(Data rows)
------------------------------------
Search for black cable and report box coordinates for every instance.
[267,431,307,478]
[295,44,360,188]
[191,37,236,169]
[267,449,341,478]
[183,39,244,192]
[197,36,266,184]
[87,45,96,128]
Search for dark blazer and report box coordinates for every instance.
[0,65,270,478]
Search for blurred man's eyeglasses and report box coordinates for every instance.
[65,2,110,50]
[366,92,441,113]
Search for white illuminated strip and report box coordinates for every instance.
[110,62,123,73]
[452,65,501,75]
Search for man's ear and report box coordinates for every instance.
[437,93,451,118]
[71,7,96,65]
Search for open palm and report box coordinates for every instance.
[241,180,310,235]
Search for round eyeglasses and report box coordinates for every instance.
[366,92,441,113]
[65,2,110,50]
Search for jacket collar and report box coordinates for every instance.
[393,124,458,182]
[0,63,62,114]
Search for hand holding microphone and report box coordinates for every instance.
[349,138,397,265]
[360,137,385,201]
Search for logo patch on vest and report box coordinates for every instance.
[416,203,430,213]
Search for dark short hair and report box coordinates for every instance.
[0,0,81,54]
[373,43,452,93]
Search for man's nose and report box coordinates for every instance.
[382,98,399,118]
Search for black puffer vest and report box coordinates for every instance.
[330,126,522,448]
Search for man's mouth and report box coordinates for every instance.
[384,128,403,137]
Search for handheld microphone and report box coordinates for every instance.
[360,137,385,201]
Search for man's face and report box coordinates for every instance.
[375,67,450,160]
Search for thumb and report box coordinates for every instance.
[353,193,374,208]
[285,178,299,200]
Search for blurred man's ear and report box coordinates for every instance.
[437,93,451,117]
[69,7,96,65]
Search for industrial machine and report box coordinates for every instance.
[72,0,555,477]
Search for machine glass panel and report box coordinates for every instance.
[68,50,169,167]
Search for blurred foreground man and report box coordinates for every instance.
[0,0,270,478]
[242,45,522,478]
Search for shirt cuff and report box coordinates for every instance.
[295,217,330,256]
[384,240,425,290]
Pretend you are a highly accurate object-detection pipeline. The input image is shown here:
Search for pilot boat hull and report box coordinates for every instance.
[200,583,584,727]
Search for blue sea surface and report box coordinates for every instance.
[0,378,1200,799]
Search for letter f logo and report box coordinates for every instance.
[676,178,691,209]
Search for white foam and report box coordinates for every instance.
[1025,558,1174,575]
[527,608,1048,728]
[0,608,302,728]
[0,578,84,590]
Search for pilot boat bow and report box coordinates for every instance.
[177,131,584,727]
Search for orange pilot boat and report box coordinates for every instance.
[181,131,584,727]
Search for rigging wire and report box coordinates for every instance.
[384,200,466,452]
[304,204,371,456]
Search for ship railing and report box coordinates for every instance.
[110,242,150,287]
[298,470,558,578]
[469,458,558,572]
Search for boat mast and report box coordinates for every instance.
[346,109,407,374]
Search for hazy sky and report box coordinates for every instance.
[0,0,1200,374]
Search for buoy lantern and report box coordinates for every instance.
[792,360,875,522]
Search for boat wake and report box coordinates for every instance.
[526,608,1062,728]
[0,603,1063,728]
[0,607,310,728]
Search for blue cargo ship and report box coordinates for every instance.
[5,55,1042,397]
------------------------------------
Task requirements: Extract the rows from the line containing "Search for letter" through the line containing "[0,607,310,728]", and reproduce every line in that stretch without any change.

Answer to this task:
Search for letter f logo and report box coordinates for every instance.
[676,178,691,209]
Search for white foam and report box coordinates for every instance.
[1025,558,1174,575]
[527,608,1048,728]
[0,608,302,728]
[0,578,84,590]
Search for pilot boat bow and report box coordinates for every instance.
[177,131,584,727]
Search for orange pilot boat and report box coordinates for every instance.
[181,131,584,727]
Search for rigging wire and report box coordinates for every instance.
[384,200,466,452]
[304,204,371,456]
Search for ship railing and report box coordinates for every instance.
[110,242,150,287]
[298,470,558,578]
[469,458,558,572]
Search for boat mast and report box coordinates for every instance.
[346,109,407,374]
Search for hazy sky and report box coordinates for every instance.
[0,0,1200,374]
Search for buoy lantern and report box coordinates for every instance.
[792,360,875,522]
Search for boat wake and report box coordinates for every instance.
[526,608,1062,728]
[0,603,1063,728]
[0,607,310,728]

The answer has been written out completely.